_SHORT EXERCISE:_ Reproduce every one of the records below word for word, leaving out the pictures.

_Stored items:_

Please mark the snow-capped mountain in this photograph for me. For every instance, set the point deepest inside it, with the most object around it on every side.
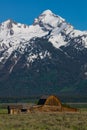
(49, 47)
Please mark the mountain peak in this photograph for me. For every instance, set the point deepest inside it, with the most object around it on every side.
(48, 20)
(47, 12)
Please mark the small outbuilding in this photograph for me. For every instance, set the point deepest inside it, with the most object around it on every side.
(53, 103)
(45, 104)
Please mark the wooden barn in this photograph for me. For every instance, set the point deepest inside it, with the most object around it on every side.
(45, 104)
(52, 103)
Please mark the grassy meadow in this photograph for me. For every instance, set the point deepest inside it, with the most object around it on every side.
(44, 121)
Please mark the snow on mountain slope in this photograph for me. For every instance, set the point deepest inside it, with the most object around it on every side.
(15, 35)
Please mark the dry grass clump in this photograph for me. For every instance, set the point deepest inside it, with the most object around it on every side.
(44, 121)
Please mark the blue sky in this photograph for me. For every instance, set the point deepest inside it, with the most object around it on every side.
(24, 11)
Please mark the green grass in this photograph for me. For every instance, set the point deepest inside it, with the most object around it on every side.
(44, 121)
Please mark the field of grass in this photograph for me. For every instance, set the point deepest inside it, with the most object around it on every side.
(44, 121)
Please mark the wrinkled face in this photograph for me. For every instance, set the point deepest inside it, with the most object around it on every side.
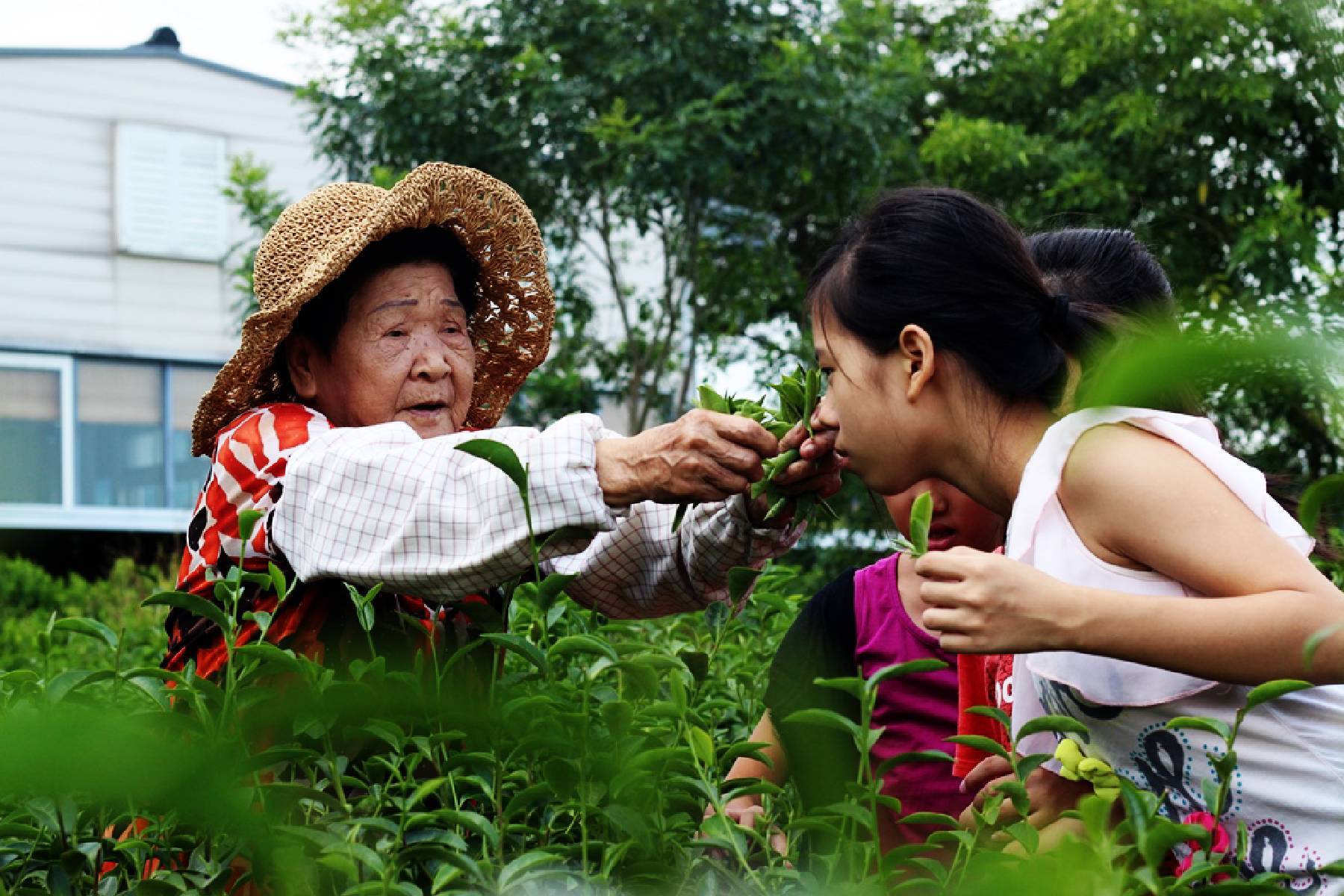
(957, 520)
(867, 401)
(402, 355)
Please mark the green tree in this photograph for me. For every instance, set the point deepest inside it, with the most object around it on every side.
(730, 134)
(1213, 128)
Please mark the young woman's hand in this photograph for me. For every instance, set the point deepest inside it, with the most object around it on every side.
(987, 603)
(1048, 794)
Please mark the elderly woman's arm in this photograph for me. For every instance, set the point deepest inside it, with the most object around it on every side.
(644, 568)
(379, 504)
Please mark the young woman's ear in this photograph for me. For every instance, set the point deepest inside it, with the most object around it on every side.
(917, 356)
(300, 355)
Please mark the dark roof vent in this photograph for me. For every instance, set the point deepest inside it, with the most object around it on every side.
(166, 38)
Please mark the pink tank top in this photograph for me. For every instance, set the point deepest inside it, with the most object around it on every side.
(915, 711)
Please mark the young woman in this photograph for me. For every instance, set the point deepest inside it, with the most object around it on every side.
(1132, 534)
(844, 629)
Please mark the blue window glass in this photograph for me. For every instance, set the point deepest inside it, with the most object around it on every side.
(119, 435)
(188, 473)
(30, 435)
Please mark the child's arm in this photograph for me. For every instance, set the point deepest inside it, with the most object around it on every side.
(777, 771)
(1050, 794)
(1142, 501)
(745, 810)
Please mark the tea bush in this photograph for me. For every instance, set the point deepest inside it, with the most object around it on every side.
(562, 751)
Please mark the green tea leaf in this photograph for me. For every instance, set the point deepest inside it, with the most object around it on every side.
(712, 401)
(191, 603)
(921, 516)
(1316, 496)
(87, 628)
(503, 458)
(1199, 723)
(248, 524)
(827, 719)
(581, 644)
(739, 583)
(1315, 642)
(981, 743)
(702, 746)
(519, 645)
(1057, 724)
(907, 668)
(1273, 691)
(992, 712)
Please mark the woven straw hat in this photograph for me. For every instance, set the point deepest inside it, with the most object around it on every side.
(315, 240)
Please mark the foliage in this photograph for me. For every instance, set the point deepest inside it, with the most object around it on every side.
(559, 751)
(662, 129)
(258, 205)
(734, 136)
(31, 600)
(1214, 129)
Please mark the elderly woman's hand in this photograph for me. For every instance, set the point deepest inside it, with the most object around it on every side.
(818, 470)
(700, 457)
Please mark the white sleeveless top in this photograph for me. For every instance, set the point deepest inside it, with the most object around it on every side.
(1289, 786)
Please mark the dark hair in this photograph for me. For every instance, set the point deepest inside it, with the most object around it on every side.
(948, 262)
(323, 317)
(1102, 267)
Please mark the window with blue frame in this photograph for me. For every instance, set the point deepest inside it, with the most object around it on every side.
(120, 435)
(30, 435)
(100, 433)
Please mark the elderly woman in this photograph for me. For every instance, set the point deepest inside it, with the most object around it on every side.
(393, 327)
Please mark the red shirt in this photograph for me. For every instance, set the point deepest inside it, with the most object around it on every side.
(248, 472)
(983, 680)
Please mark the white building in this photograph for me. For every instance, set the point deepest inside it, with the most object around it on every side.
(116, 301)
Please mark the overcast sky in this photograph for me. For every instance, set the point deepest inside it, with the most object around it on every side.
(235, 33)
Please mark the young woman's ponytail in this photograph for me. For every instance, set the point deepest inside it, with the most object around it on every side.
(954, 267)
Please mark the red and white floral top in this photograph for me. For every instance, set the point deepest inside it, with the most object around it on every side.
(378, 504)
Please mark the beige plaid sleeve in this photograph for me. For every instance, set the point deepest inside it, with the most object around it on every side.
(379, 504)
(643, 568)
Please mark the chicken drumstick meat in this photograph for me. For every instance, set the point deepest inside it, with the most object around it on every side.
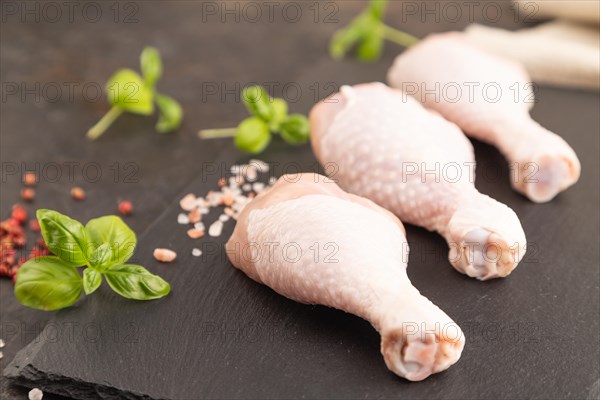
(489, 98)
(360, 268)
(381, 144)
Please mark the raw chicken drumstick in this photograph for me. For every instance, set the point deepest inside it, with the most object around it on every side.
(359, 267)
(379, 143)
(489, 98)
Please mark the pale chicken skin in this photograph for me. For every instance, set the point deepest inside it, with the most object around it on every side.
(381, 144)
(489, 98)
(360, 267)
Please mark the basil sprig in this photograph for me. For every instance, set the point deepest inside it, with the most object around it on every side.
(102, 247)
(127, 91)
(269, 117)
(367, 34)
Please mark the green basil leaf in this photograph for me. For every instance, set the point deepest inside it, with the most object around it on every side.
(252, 135)
(47, 283)
(171, 114)
(258, 102)
(102, 256)
(64, 236)
(346, 38)
(371, 46)
(295, 129)
(127, 90)
(91, 280)
(280, 110)
(135, 282)
(151, 65)
(111, 230)
(377, 8)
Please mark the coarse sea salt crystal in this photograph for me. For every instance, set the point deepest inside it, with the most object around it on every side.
(196, 252)
(188, 203)
(183, 219)
(260, 165)
(35, 394)
(251, 173)
(216, 228)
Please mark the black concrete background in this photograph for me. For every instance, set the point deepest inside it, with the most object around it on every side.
(534, 335)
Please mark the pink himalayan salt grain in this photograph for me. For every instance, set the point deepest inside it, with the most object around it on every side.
(188, 203)
(164, 255)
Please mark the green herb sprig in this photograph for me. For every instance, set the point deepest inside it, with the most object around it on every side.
(367, 33)
(127, 91)
(102, 246)
(269, 116)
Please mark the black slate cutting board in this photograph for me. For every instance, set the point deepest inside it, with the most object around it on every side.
(221, 335)
(533, 335)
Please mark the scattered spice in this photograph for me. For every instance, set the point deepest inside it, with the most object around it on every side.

_EXERCISE SOLUTION:_
Please mark the snow-capped mountain in this photograph for me. For every instance, set the point deepest inside it, with the most object around it on every side.
(49, 47)
Please mark the mountain peak in this photograph for me. For every instance, set the point deepest inside it, with the most object around it on every side.
(48, 20)
(47, 12)
Please mark the small outbuilding in this photograph for me. For every instance, set the point deepest inside it, with the most object around it on every side.
(53, 103)
(45, 104)
Please mark the wooden barn in this photograph for me. For every instance, set the point deepest inside it, with the most object around it on every side.
(45, 104)
(52, 103)
Please mark the grassy meadow in this photograph for me. For every instance, set the point deepest inside it, with the most object around it on every side.
(44, 121)
Please mark the snow on mountain slope in this photograph for me. For every instance, set the point deepest inside it, with the most object around it on every side.
(15, 35)
Please mark the dry grass clump in this photograph for me. For every instance, set the point deepest inside it, with the most object around it on every side.
(44, 121)
Please mark the blue sky in this photograph for me. For every instance, set the point deepest inside it, with the most object around it on every side.
(24, 11)
Please mark the green grass in this photograph for me. For every instance, set the point deepest inside it, with the most object around it on every side.
(44, 121)
Please mark the field of grass in this photograph for me. For every instance, set the point deepest inside it, with the most object around it on every side.
(44, 121)
Please mark the wrinkled face in this photograph for me. For every instance, set the point deepest inside it, with the most object around it on every side.
(957, 520)
(867, 401)
(402, 355)
Please mark the green tree in this photograph for me. For every instance, set the point deepest inside it, with the most object around it on every side.
(730, 134)
(1213, 128)
Please mark the young woman's hand in this photograph for me. For every instance, set the point deepest inside it, with the most object around it on every side.
(987, 603)
(1048, 794)
Please mark the elderly woman's arm in this photograph for me. For every instance, set the point deepest inside it, with the most object around it on every side.
(644, 568)
(379, 504)
Please mark the young woman's ear in this photograph for me. For every instance, set the point deepest inside it, with the most object around it on every side.
(917, 356)
(300, 355)
Please mark the dark roof vent in this photograph for me. For every instance, set the point deepest inside it, with the most object around it on every side.
(166, 38)
Please mark the pink tank top in this photograph for me. For every instance, set the point deepest inside it, with the most object around it on every side.
(915, 711)
Please mark the young woman in this photograph for me. For every instance, set the point deepest inside it, with the most object around it on every side.
(1132, 534)
(844, 629)
Please mark the blue window glass in this photograph for me. For every instance, set the point deepest inside it, with the most object around it on every side.
(119, 435)
(188, 473)
(30, 435)
Please mark the child's arm in this photograph for me. For every instance, set the point deepest inside it, with the most object around it on every side.
(777, 771)
(1050, 794)
(1142, 501)
(745, 810)
Please mark the tea bush in this photograph for me. For every instance, set the point deepest inside it, with the most object around it on every side.
(562, 751)
Please mark the green tea leaf in this photograph for me. For every instance, set the point deepest inside it, with the most object around it on every side.
(712, 401)
(191, 603)
(921, 516)
(1316, 496)
(87, 628)
(503, 458)
(1199, 723)
(248, 524)
(827, 719)
(581, 644)
(739, 583)
(1315, 642)
(981, 743)
(702, 746)
(519, 645)
(1057, 724)
(907, 668)
(1273, 691)
(992, 712)
Please mark the woven straw hat in this photograph for me. For every instance, set the point deepest inside it, with the most object around it on every side.
(315, 240)
Please mark the foliage in this photograph for me. For every instance, set the point deepest inside it, with the most object around it on every side.
(559, 751)
(662, 129)
(258, 205)
(734, 136)
(31, 600)
(1214, 129)
Please mark the elderly woman's hand in this photograph for me. For every instance, set the point deepest inside it, with the most object around it on every side.
(818, 470)
(700, 457)
Please mark the white sleeveless top in this photograph for me. For every instance, set the point deepest inside it, with the most object around it on every side.
(1289, 786)
Please mark the dark hair in this photograph for me. For every instance, set the point deepest inside it, with the most object around it on every side.
(948, 262)
(323, 317)
(1102, 267)
Please mark the window with blue frame in this photograph for me. For every instance, set the point deepest inside it, with the most object around it on every side.
(120, 435)
(30, 435)
(100, 433)
Please mark the elderly woman in this photograph for me. For every instance, set the point deepest inside it, with the most object around it on every side.
(393, 327)
Please mark the red shirt in this photograph for me. For every instance, set the point deepest inside it, with the most object around it on every side.
(248, 472)
(983, 680)
Please mark the white building in this photograph for me. For every instance, set the point deepest inside it, with the most object around it on every side.
(116, 301)
Please mark the overcast sky in this photograph for me. For every instance, set the point deepest inside it, with the most object around it on every side.
(235, 33)
Please mark the young woman's ponytail in this photograph for me. For every instance, set the point deepest inside it, with the most object around it on every side.
(954, 267)
Please mark the red and white floral top in this photograph for me. For every instance, set the point deepest inside it, with the most object around it on every side.
(378, 504)
Please mark the beige plaid sleeve in this photograph for me. For every instance, set the point deepest inside it, with the most object around it on every side.
(379, 504)
(643, 568)
Please mark the chicken drumstick meat in this photograph for me. For every instance, set the point deepest inside it, with the most object around it on every side.
(489, 98)
(360, 268)
(381, 144)
Please mark the raw chicken drumstick in this photograph for me. For every instance, set the point deepest inside it, with the most object around it on every side.
(359, 267)
(379, 143)
(489, 98)
Please mark the pale chicken skin in this photograph for me. For every instance, set the point deepest inside it, with the most object around it on every side.
(381, 144)
(489, 98)
(360, 267)
Please mark the basil sprig in this photograph for me. For every instance, set the point deepest inside it, with the most object around it on every side.
(102, 247)
(127, 91)
(269, 117)
(367, 34)
Please mark the green basil leaf in this photograph for me. For every instance, set the point deepest inside it, with the most object around it on every side.
(252, 135)
(47, 283)
(171, 114)
(258, 102)
(102, 256)
(64, 236)
(346, 38)
(371, 46)
(295, 129)
(127, 90)
(91, 280)
(280, 110)
(135, 282)
(151, 65)
(111, 230)
(377, 8)
Please mark the coarse sea salt crystal in this photograph for me. For every instance, set the point deepest inside it, with the most object around it on every side.
(196, 252)
(188, 203)
(183, 219)
(260, 165)
(35, 394)
(251, 173)
(216, 228)
Please mark the black concrete background in this photograph for me. For every instance, set the point deepest inside it, with the most object around it on every side.
(534, 335)
Please mark the pink himalayan salt grain in this photograph for me. For every instance, set the point deepest inside it, with the most object around it on every side.
(188, 203)
(164, 255)
Please mark the green herb sprig in this photograph for me. For every instance, set the point deepest inside it, with the most object around it on every side.
(367, 33)
(127, 91)
(102, 246)
(269, 116)
Please mark the black slate cutting board in this photograph for me. For every instance, set the point deepest inside it, with the most object around it on every side.
(221, 335)
(533, 335)
Please mark the scattered spice in this photograph for me. For every instance, set the point deepest inside it, with the most object around it on every side.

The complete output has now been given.